Given problem: Copy the lines below word for word, keeping every one of them unchanged.
──────── Exercise materials
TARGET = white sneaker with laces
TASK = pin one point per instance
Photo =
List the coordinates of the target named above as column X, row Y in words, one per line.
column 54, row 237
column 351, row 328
────────────────
Worked solution:
TARGET = white sneaker with laces
TASK = pin one point per instance
Photo =
List the coordinates of the target named above as column X, row Y in words, one per line.
column 54, row 237
column 351, row 328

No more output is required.